Begin RAW RECORDS
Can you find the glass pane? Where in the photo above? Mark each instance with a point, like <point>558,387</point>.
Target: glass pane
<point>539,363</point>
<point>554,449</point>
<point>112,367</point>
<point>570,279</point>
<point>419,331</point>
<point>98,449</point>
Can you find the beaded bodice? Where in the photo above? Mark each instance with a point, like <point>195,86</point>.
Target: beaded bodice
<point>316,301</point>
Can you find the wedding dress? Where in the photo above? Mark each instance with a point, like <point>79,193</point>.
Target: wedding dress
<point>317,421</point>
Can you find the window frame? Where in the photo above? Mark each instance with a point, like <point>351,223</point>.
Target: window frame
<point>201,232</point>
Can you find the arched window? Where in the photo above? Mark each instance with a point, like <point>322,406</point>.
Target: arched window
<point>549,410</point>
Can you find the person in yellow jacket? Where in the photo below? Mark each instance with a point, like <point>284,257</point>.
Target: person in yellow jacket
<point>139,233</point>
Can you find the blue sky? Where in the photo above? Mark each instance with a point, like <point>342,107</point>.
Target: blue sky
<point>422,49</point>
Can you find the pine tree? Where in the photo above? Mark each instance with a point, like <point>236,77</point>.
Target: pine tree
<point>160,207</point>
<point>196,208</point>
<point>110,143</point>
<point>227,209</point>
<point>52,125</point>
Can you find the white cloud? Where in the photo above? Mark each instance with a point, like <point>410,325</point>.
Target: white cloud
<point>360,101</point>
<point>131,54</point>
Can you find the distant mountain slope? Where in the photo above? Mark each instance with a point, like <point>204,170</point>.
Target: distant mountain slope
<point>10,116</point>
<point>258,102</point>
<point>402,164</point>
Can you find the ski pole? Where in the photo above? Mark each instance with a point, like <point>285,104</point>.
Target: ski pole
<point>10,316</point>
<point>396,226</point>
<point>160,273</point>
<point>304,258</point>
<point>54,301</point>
End RAW RECORDS
▶ [EXERCISE]
Copy every line of the records above, character for character, with no changes.

▶ [ANSWER BELOW]
Can you find the glass pane? Where in the photo above? Mark each instance with a point, like <point>558,387</point>.
Target: glass pane
<point>539,363</point>
<point>554,449</point>
<point>112,367</point>
<point>570,279</point>
<point>419,331</point>
<point>98,449</point>
Can you find the beaded bodice? Where in the photo above? Mark each instance with a point, like <point>195,86</point>.
Target: beaded bodice
<point>316,301</point>
Can you find the wedding dress? Where in the photo above? Mark each instance with a point, like <point>79,193</point>.
Target: wedding dress
<point>317,421</point>
Can you find the window frame? Where in the photo above? Mark each instance with a point, like <point>351,223</point>.
Target: window frame
<point>201,232</point>
Can you find the arched window? Where in the photo above? Mark each instance with a point, like <point>322,406</point>.
Target: arched window
<point>549,410</point>
Can you find the person in yellow jacket? Where in the photo below? Mark each instance with a point, like <point>284,257</point>.
Target: person in yellow jacket
<point>139,233</point>
Can you find the blue sky? Where in the photo above? Mark each instance with a point, like <point>342,107</point>.
Target: blue sky
<point>422,49</point>
Can you find the pine tree? Where in the photo above? Mark each instance with a point, like <point>236,77</point>.
Target: pine tree
<point>160,207</point>
<point>196,208</point>
<point>110,143</point>
<point>227,209</point>
<point>52,125</point>
Can you find the white cloud? Where in the photo above? Mark each instance with a point, like <point>410,325</point>.
Target: white cloud
<point>360,101</point>
<point>131,54</point>
Can you find the distant mountain slope? Where in the photo above? Mark each instance with a point, like <point>204,170</point>.
Target: distant mountain slope
<point>10,116</point>
<point>258,102</point>
<point>402,164</point>
Can you find the ski pole? Where in the photo above? Mark each instance with a point, like <point>285,104</point>.
Target: ski pole
<point>10,316</point>
<point>396,226</point>
<point>160,273</point>
<point>304,258</point>
<point>54,301</point>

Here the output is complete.